Data extract:
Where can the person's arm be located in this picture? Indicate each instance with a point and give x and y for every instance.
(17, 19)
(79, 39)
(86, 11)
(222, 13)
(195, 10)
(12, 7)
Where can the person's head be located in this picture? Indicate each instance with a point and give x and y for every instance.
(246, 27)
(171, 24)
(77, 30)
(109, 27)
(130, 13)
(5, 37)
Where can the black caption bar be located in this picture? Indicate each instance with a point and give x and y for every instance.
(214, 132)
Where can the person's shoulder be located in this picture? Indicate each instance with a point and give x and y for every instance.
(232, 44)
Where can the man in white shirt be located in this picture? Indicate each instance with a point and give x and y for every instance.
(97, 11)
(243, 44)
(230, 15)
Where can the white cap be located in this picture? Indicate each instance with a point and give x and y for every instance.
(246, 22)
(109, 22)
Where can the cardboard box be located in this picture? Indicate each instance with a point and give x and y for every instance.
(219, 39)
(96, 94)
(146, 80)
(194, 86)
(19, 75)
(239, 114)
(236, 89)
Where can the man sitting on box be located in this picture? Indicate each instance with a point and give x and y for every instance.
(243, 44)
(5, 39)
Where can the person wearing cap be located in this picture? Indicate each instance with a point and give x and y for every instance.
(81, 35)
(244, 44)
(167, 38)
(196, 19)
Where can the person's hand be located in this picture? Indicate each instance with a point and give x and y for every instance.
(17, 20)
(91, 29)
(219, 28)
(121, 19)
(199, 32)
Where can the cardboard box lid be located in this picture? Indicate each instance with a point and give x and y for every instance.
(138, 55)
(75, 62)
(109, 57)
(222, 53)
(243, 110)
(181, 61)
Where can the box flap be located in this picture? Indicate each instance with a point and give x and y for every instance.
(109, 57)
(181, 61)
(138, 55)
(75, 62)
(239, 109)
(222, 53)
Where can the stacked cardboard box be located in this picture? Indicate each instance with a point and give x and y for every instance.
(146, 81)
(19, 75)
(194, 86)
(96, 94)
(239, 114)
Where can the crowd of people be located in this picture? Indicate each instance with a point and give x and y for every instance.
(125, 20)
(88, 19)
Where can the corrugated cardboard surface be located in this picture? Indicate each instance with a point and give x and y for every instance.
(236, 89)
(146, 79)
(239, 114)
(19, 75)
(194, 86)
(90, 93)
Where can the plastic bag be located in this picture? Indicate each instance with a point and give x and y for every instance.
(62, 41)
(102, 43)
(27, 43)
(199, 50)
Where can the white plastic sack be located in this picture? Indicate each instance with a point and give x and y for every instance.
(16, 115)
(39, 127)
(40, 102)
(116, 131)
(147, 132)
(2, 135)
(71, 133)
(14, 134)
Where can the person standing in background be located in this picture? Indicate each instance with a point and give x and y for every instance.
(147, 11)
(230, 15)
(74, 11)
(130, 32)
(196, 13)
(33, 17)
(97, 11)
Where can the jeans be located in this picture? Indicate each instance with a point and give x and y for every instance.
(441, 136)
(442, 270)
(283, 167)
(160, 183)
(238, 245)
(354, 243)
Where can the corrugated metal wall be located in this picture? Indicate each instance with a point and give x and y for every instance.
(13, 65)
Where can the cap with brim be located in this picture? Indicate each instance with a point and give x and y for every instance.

Task goal: The line containing "Where can the crowd" and every line after it, through the end of the records, should be repeated exactly and alone.

Solution to the problem:
Where can the crowd of people be located in this picture? Indicate each instance with a point and give x and y for every instance.
(125, 20)
(88, 19)
Where can the corrugated cardboard surface be located in this picture? Indicate each instance with a point and give x and y for every instance.
(236, 89)
(146, 79)
(239, 114)
(19, 75)
(194, 86)
(90, 93)
Where can the plastic bag be located in this picture? Indicate each instance with a point and give x and y for every instance.
(62, 41)
(102, 43)
(27, 43)
(199, 50)
Where can the white plastic sack be located in this picture? Indicate each instance with a point and give x and y for every instance.
(16, 115)
(39, 127)
(40, 102)
(116, 131)
(147, 132)
(2, 135)
(71, 133)
(14, 134)
Where can the person standing in background be located in this picture? Indicate each instance with a point and give x and y for every instance.
(147, 11)
(230, 15)
(74, 11)
(130, 32)
(196, 13)
(33, 17)
(97, 11)
Where can the jeans be located in this picture? Indicate each instance with a point and give x and y for every instance.
(441, 136)
(442, 270)
(283, 167)
(160, 183)
(238, 245)
(354, 243)
Where can the corrugated metal wall be located in this picture? Indicate each instance with a point and give x and y for every instance.
(13, 65)
Where can the cap with brim be located in this picture? Indicate each instance with a point and give x and y for every instance.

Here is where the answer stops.